● PROBLEMS TO SOLVE:
[a] In the chorizo risotto recipe, repeat the passage that begins at the words "Baked chorizo and" and stops after "of your 5-a-day.".
[b] Finish out the next part of the chorizo risotto recipe, picking up after its last step.

● SELECTED EXCERPT:

────

Baked chorizo and asparagus risotto - a delicious, rich risotto, quick and easy to make and ready for the oven in under 10 minutes. Under 600 calories and 2 of your 5-a-day.
Course Main Course
Cuisine Spanish
Keyword Family Friendly Dinner
Prep Time 10 minutes
Cook Time 20 minutes
Total Time 30 minutes
Servings 4 portions
Calories 553kcal
Author Charlotte Oates


  • Large ovenproof pan with lid
  • Spoon
  • Sharp knife & chopping board
  • Measuring jug
  • Grater


  • 1 tsp olive oil
  • 1 red onion
  • 130 g chorizo I buy ready diced to save time
  • 300 g arborio rice
  • 150 ml red wine see note 1
  • 400 g can chopped tomatoes
  • A few sprigs thyme
  • 400 ml chicken stock or 400ml water and 1 chicken stock cube
  • 125 g asparagus this is the weight with the woody bits removed
  • 125 g frozen peas
  • 50 g manchego cheese see note 2


  • Pre-heat the oven to 220ºC/200ºC fan
  • Finely chop the red onion.
  • Heat the olive oil (1 tsp) in a large pan, add the red onion and chopped chorizo (130g) and cook on a low heat for 5 minutes stirring regularly to avoid burning.
  • Add the arborio rice (300g) and cook for a further minute, stirring regularly.
  • Add the red wine (150ml), chopped tomatoes (400g can), chicken stock (400ml) and thyme and bring to the boil.
  • While the risotto is coming to the boil, roughly chop the asparagus (so each one is in about three pieces).

────

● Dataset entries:
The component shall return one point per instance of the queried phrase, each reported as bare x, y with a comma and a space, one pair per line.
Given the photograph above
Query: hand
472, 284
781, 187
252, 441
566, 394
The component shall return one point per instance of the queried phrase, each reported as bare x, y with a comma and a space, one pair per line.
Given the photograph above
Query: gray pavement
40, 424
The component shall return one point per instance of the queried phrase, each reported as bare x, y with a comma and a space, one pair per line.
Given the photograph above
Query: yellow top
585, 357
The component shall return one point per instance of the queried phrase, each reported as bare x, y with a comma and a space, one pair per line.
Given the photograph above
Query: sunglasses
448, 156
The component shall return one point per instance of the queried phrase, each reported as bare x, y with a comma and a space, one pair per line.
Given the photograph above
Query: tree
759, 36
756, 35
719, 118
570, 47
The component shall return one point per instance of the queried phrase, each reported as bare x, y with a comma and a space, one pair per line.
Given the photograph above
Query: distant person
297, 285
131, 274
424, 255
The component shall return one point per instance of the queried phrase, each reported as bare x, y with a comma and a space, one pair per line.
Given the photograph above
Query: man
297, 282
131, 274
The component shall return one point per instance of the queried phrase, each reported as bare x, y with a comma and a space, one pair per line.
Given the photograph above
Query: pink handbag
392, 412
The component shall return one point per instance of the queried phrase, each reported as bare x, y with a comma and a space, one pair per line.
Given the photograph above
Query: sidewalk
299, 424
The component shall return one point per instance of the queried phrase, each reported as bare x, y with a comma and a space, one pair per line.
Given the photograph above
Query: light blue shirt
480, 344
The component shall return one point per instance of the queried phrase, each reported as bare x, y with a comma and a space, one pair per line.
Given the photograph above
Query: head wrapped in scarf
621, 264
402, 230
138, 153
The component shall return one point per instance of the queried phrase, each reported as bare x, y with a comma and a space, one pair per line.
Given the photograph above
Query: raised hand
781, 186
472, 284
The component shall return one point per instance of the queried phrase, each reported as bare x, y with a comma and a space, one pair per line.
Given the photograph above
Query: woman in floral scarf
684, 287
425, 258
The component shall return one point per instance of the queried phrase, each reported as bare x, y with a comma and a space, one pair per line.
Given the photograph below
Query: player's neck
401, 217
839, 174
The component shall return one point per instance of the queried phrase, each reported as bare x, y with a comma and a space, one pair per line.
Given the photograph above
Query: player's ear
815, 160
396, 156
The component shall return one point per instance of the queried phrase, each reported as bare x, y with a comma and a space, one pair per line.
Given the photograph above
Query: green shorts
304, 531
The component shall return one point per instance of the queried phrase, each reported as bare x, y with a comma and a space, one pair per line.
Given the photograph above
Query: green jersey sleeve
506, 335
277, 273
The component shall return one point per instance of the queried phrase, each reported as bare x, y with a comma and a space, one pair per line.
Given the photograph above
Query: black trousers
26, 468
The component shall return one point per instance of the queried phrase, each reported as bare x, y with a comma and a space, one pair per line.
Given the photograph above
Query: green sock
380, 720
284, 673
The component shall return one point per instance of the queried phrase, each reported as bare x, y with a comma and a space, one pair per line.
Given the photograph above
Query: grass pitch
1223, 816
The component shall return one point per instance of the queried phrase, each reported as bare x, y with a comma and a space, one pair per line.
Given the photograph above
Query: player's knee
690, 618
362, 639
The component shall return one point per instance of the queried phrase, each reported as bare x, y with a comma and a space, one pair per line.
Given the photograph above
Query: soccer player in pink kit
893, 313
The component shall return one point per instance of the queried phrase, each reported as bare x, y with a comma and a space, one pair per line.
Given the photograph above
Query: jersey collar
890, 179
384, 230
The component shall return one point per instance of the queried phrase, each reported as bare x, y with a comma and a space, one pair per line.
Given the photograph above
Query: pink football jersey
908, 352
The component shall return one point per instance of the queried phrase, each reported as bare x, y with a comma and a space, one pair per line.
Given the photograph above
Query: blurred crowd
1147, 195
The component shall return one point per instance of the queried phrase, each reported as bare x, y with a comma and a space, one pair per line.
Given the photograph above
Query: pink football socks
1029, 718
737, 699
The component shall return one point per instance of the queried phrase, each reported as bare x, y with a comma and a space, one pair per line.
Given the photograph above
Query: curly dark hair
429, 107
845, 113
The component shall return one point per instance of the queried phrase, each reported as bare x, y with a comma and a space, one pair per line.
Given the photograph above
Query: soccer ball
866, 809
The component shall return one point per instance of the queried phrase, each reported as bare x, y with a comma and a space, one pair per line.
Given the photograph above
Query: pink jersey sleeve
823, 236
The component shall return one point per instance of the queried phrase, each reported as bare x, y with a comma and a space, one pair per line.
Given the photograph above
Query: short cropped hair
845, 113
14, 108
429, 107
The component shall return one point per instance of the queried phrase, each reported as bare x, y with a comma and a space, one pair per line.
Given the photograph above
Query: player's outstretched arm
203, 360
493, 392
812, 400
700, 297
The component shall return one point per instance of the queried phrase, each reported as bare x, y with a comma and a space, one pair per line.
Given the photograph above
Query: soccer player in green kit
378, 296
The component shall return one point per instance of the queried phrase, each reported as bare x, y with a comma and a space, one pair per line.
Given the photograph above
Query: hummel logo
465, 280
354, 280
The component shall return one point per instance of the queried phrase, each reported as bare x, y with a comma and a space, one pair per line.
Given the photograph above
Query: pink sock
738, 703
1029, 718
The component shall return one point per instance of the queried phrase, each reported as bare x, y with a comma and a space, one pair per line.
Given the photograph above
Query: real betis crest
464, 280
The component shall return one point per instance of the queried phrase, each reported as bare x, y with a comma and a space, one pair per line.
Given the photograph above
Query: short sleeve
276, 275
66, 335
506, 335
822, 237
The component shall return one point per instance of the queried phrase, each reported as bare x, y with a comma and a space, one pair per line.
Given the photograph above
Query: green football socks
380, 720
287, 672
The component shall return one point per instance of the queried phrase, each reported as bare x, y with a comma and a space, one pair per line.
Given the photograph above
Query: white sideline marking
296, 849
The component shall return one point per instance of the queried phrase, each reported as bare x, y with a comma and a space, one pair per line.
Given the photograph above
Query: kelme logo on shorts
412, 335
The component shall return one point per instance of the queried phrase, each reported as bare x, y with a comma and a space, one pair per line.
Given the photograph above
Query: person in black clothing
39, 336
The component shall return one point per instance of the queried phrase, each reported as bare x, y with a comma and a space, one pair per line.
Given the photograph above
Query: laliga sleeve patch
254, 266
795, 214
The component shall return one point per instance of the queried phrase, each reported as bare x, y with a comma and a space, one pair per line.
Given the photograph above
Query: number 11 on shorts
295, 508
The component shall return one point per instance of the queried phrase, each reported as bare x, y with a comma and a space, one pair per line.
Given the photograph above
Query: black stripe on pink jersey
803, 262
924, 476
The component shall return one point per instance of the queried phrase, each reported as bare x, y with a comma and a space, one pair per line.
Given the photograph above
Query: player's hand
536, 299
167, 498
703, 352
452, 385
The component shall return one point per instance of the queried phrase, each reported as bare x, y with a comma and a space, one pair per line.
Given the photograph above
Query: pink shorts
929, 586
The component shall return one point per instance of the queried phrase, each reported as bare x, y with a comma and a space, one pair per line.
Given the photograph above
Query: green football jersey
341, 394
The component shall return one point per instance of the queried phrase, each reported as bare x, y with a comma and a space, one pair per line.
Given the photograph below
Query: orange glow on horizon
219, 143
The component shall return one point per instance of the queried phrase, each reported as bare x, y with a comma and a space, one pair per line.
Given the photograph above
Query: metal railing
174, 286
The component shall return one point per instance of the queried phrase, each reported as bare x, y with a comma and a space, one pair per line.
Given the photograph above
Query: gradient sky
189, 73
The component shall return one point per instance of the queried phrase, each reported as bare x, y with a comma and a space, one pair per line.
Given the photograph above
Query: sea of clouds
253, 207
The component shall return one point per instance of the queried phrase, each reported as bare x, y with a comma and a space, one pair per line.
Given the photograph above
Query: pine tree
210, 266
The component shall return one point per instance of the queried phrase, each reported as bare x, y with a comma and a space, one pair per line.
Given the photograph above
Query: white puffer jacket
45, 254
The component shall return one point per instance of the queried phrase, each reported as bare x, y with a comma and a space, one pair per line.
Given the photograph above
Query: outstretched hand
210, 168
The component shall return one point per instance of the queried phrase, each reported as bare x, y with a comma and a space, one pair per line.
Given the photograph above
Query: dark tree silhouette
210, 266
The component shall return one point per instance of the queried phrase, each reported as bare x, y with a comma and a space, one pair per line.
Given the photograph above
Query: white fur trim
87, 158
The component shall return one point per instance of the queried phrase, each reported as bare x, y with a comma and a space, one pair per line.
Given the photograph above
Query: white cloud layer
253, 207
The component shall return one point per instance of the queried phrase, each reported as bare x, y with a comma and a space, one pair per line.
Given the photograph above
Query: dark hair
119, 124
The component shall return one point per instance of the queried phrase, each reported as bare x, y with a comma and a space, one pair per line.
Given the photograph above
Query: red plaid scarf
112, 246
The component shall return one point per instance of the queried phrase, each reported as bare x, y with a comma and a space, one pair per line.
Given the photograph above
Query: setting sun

────

● RESPONSES BY TASK:
[a]
Baked chorizo and asparagus risotto - a delicious, rich risotto, quick and easy to make and ready for the oven in under 10 minutes. Under 600 calories and 2 of your 5-a-day.

[b]
  • Once the risotto is bubbling, add the asparagus, put the lid on and put into the oven for 10 minutes.
  • After 10 minutes, add the frozen peas (125g) and stir. Return to the oven for a further 8-10 minutes until the rice is just soft but still has a little bite to it - you may want to check the risotto occasionally to ensure that it's not too dry. If it looks dry before the rice is fully cooked, add a little more water and give it a stir.
  • While the risotto is cooking, finely grate the manchego cheese (50g).
  • Once the rice is cooked, remove from the oven (don't forget the hot lid!), remove the sprigs of thyme and stir in the grated cheese - you may also want to add a little salt to your taste. Personally I choose not to as there's plenty in the other ingredients for my tastes.
  • Serve.


Note 1 - If you'd prefer not to cook with wine then substitute it for 150ml water. The flavour will not be as rich but it'll still taste good.
Note 2 - You can also substitute the manchego cheese for parmesan if you prefer.
2 of your 5-a-day fruit and vegetables.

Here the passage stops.